Мешино пребывает в еще более рабской зависимости от подобных беспомощных аллегорий, чем даже Ла Марш; в его поэме Lunettes des princes [Очки князей] Prudence [Благоразумие] и Justice [Справедливость] — это стекла очков, Force [Сила] — оправа, Temperance [Терпение] — стерженек, скрепляющий части в единое целое. Raison [Разум] вручает поэту очки с наставлением о том, как ими пользоваться; сошедши с Небес, Разум осеняет поэта и желает устроить в его душе пир, однако обнаруживает, что из-за Desespoir [Отчаяния] все там пришло в негодность, так что не осталось ничего, 'pour disner bonnement' ['дабы поесть как должно'][53].
Все здесь производит впечатление вырождения и упадка. И однако же, это времена, когда новый дух Ренессанса уже 'дышит, идеже хощет'. Так в чем же это новое, огромное вдохновение, где эти новые, незамутненные формы?
Глава 22
Приход новых форм
Соотношение между расцветающим Гуманизмом и умирающим духом Средневековья далеко не так просто, как порой мы себе представляем. Оба этих сложных культурных явления встают перед нами как резко отделенные друг от друга, и нам кажется, что восприимчивость к вечной юности древних и отвержение всей износившейся системы средневекового выражения мыслей должны были явиться умам не иначе, как путем внезапного откровения. Словно в этих самых умах, смертельно уставших от аллегорий и пышного, пламенеющего стиля, внезапно должно было родиться сознание: нет, вовсе не то, а это! Словно золотая гармония классики должна была вдруг спасительно засиять перед взором и древность — вызвать то ликование, которое ощущаешь, найдя неожиданное избавление.
Но это не так. В саду средневековой мысли, средь густых зарослей старых посадок классицизм пробился на свет далеко не сразу. Вначале — это лишь формальные элементы фантазии. Новое, огромное вдохновение проявляется позже, но и тогда дух и формы выражения, которые мы привычно рассматриваем как наследие Средневековья, вовсе не отмирают.
Чтобы добиться здесь ясности, нужно было бы значительно более обстоятельно, чем делалось в этой книге, проследить приход Ренессанса — но не в Италии, а во Франции, в стране, бывшей самой плодородной почвой для развития блистательного царства истинно средневековой культуры. Рассматривая итальянское кватроченто — в чем бы это ни проявлялось — в его великолепном контрасте жизни позднего Средневековья, мы получаем общее впечатление о нем как о веке звонком и ясном, полном соразмерности, радости и свободы. Совокупность всех этих качеств относят именно к Ренессансу и безусловно видят в них печать Нового времени. Межу тем с неизбежной односторонностью — без которой не выдвигается ни одно историческое суждение — забывают, что и в Италии XV в. основы культурной жизни все еще оставались чисто средневековыми; да и в самом ренессансном духе черты Средневековья были укоренены гораздо глубже, чем это обычно осознают. В наших представлениях доминирует тон Ренессанса.

**ЗАДАНИЯ:**
• a. Измените в тексте одно слово: перепишите всё от слов «Мешино пребывает в» и вплоть до слов «поесть как должно'][53].», поставив «праздник» вместо «пир».
• b. Изложите суть текста в двух предложениях.
Приведённый далее материал никак не связан с текстом.

**БЛОК ДАННЫХ:**
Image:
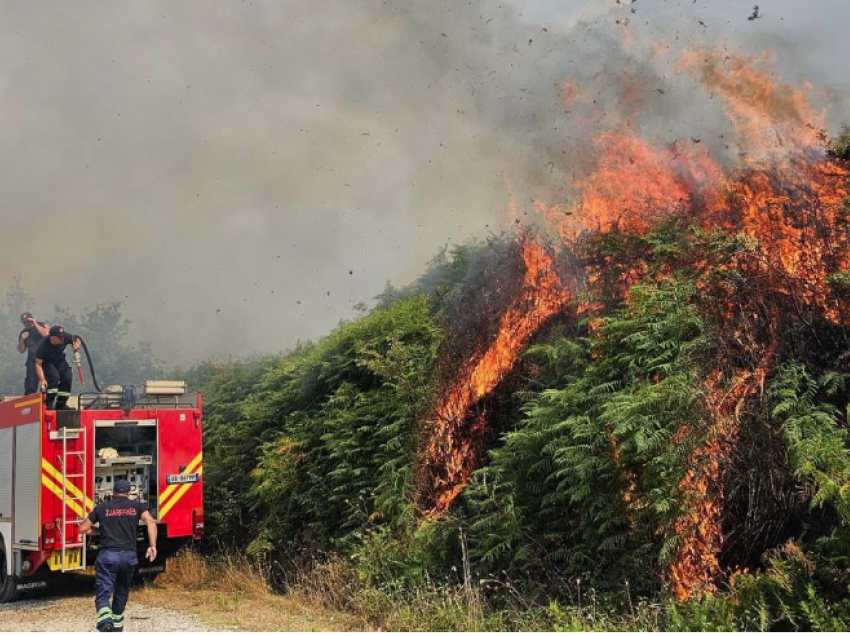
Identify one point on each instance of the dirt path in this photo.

**ОТВЕТЫ ПО ЗАДАНИЯМ:**
• a.
Мешино пребывает в еще более рабской зависимости от подобных беспомощных аллегорий, чем даже Ла Марш; в его поэме Lunettes des princes [Очки князей] Prudence [Благоразумие] и Justice [Справедливость] — это стекла очков, Force [Сила] — оправа, Temperance [Терпение] — стерженек, скрепляющий части в единое целое. Raison [Разум] вручает поэту очки с наставлением о том, как ими пользоваться; сошедши с Небес, Разум осеняет поэта и желает устроить в его душе праздник, однако обнаруживает, что из-за Desespoir [Отчаяния] все там пришло в негодность, так что не осталось ничего, 'pour disner bonnement' ['дабы поесть как должно'][53].

• b. Соотношение между расцветающим Гуманизмом и умирающим духом Средневековья далеко не так просто, как порой представляется: классицизм пробился на свет не сразу, вначале лишь как формальные элементы фантазии, а средневековые дух и формы выражения и потом вовсе не отмирали. Даже в Италии XV в. основы культурной жизни оставались чисто средневековыми, а в самом ренессансном духе черты Средневековья были укоренены гораздо глубже, чем обычно осознают.